> **Arbeitsauftrag**:
Gib aus der Filmkritik den Abschnitt von „Ein Problem hat“ bis „tiefste Verzweiflung stürzt.“ wortgetreu wieder.

> **Textauszug**:

»Die Mitte der Welt« von Jakob M. Erwa

Ob hetero oder homo

Mit dem Erfolgsroman von Andreas Steinhöfel aus dem Jahre 1998 wird nach »Tschick« ein zweiter Bestseller verfilmt, in dem Teenager ihren Weg finden müssen: diesmal nicht als Roadmovie durch Ostdeutschland, sondern als Expedition durch den Dschungel der Gefühle und durch die Kümmernisse die Vergangenheit.

Ein Problem hat der siebzehnjährige Phil zumindest nicht: seiner alleinerziehenden Mutter Glass, die nicht Mutter genannt werden will, ist es egal, dass er schwul ist. Dafür hat Phil anderen Kummer, den er bisher jedoch verdrängen konnte. Nach seiner Rückkehr aus einem Sommercamp aber hat nicht nur ein Sturm den Wald, seinen bevorzugten Rückzugsort, zerstört. Auch zwischen Glass und seiner Zwillingsschwester Dianne herrscht urplötzlich Eiszeit. Dianne, seit jeher Phils Vertraute, geht auch ihm aus dem Weg. Phil hat kaum Zeit, darüber nachzugrübeln. Denn in seiner Klasse taucht ein schöner neuer Mitschüler auf, in den er sich sofort verknallt. Tatsächlich lädt ihn der coole Nicholas zu einem Date ein. So beginnt eine Liebesbeziehung, die den empfindsamen Teenager in höchste Seligkeit katapultiert – und in tiefste Verzweiflung stürzt.
Das L-Wort, so warnt ihn Glass, dürfe man nicht in den Mund nehmen, um nicht enttäuscht zu werden. Allerdings ist Glass, deren lange Liste vergraulter Lover kaum auf ein DIN A4-Blatt passt, schwerlich die richtige, um ihren Sohn in Liebesdingen zu beraten. Auch das Wort Vater ist in diesem Haushalt ein Tabu. Doch dann bringt ein seltsames Vorkommnis die offenen Fragen der Kinder, ihre tief sitzende Nöte und den Groll über ihre unmütterliche Mutter neu aufs Tapet.
Das Verblüffendste an Jakob M. Erwas Verfilmung von Steinhöfels Jugendromanbestseller ist zunächst, wie belanglos die sexuelle Orientierung des Helden ist (und wie unwichtig die Frage ist, ob man hetero oder homo bevorzugt, wird Phil bald schmerzhaft klargemacht). Tatsächlich geht es einfach um die Freuden und Qualen der ersten Liebe, die sich mit dem Leiden an der Familie vermischen und Phil auf eine Achterbahnfahrt der Gefühle schicken. Denn Phil laboriert ja nicht nur an den üblichen Baustellen der Pubertät. Auch seine aufgekratzt hedonistische und unkonventionelle Mutter, die mit ihren beiden Kindern in einer Art Villa Kunterbunt lebt und in dieser provinziellen Gegend stolz ihren Außenseiterstatus betont, bereitet ihm zunehmend Kopfzerbrechen.

> **Einträge**:
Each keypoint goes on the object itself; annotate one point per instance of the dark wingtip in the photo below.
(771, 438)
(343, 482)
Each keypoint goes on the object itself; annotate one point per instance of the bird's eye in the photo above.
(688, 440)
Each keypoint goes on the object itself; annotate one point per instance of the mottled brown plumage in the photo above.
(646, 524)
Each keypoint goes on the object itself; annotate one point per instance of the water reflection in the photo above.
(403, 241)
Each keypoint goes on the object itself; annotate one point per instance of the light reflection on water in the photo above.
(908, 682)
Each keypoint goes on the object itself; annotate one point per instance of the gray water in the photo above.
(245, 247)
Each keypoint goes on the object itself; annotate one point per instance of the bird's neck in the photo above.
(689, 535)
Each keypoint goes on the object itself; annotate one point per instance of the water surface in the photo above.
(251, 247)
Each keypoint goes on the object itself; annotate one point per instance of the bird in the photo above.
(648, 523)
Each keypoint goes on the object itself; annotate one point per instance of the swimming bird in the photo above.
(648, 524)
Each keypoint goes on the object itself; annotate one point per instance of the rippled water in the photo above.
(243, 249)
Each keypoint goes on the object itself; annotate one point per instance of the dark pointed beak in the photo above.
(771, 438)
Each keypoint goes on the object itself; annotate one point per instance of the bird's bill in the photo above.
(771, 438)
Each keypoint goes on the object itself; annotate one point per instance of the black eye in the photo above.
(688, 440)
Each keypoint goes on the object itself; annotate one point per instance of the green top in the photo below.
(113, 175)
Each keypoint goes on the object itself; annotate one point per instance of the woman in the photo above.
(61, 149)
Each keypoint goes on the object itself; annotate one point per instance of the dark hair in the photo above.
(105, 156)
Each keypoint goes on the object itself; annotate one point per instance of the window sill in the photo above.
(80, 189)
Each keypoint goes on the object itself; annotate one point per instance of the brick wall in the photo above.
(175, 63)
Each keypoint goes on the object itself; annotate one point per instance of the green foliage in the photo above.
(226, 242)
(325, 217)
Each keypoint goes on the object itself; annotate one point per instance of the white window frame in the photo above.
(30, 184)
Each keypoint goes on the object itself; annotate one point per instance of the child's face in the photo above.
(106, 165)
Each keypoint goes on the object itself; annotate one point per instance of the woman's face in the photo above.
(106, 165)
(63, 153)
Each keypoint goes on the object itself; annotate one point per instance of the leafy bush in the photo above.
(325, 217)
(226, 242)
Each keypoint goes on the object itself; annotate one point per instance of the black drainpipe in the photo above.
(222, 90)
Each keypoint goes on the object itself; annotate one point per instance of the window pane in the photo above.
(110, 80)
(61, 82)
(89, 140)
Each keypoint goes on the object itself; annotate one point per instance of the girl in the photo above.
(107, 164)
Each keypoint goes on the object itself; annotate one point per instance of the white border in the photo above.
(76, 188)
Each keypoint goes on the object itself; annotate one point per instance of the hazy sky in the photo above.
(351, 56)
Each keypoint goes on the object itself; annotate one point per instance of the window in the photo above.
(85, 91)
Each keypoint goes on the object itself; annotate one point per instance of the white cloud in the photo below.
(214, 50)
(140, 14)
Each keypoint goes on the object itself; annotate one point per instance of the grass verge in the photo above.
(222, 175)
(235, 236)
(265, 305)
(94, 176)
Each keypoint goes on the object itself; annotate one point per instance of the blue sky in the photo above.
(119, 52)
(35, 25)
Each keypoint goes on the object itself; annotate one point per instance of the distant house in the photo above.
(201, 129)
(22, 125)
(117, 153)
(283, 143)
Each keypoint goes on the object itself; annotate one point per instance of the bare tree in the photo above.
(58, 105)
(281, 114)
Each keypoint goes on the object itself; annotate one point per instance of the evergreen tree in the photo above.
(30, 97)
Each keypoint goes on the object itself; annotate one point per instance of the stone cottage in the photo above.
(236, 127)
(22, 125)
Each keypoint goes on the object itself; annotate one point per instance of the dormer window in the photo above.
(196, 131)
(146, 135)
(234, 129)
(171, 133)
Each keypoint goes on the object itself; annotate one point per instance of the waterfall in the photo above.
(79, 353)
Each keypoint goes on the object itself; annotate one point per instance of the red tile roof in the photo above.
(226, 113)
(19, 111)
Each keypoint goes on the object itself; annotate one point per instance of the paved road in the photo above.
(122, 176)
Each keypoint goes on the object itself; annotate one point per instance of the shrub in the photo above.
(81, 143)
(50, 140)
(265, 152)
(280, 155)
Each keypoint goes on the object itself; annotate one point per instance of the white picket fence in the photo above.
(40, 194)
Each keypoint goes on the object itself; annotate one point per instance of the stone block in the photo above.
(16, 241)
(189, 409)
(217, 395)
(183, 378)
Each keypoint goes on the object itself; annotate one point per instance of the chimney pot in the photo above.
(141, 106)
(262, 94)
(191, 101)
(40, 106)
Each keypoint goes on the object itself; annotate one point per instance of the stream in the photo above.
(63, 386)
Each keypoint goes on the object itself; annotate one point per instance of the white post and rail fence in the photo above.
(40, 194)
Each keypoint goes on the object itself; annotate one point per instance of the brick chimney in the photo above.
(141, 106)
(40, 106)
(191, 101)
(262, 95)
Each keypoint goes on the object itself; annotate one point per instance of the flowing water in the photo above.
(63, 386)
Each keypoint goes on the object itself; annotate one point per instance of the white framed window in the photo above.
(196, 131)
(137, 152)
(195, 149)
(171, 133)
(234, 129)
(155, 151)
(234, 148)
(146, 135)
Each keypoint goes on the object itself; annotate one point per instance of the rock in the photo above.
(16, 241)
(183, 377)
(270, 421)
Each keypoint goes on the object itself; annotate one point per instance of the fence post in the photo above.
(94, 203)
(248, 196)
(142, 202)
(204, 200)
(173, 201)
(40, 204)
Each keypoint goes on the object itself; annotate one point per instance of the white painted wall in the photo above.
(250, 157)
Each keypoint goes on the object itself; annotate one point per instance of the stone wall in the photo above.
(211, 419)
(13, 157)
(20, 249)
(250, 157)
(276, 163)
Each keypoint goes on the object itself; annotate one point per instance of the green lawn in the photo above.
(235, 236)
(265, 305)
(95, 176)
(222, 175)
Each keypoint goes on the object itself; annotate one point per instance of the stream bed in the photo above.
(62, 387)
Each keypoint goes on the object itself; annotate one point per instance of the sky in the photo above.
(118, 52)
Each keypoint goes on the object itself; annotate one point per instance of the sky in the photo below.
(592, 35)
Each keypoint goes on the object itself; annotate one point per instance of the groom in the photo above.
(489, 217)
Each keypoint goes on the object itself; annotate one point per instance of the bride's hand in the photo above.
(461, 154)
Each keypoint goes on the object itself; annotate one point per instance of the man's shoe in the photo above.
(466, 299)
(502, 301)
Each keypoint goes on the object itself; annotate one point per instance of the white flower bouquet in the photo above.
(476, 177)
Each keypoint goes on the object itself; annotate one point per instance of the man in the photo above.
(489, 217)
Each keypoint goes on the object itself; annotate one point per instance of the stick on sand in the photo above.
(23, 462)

> **Lösung**:
Ein Problem hat der siebzehnjährige Phil zumindest nicht: seiner alleinerziehenden Mutter Glass, die nicht Mutter genannt werden will, ist es egal, dass er schwul ist. Dafür hat Phil anderen Kummer, den er bisher jedoch verdrängen konnte. Nach seiner Rückkehr aus einem Sommercamp aber hat nicht nur ein Sturm den Wald, seinen bevorzugten Rückzugsort, zerstört. Auch zwischen Glass und seiner Zwillingsschwester Dianne herrscht urplötzlich Eiszeit. Dianne, seit jeher Phils Vertraute, geht auch ihm aus dem Weg. Phil hat kaum Zeit, darüber nachzugrübeln. Denn in seiner Klasse taucht ein schöner neuer Mitschüler auf, in den er sich sofort verknallt. Tatsächlich lädt ihn der coole Nicholas zu einem Date ein. So beginnt eine Liebesbeziehung, die den empfindsamen Teenager in höchste Seligkeit katapultiert – und in tiefste Verzweiflung stürzt.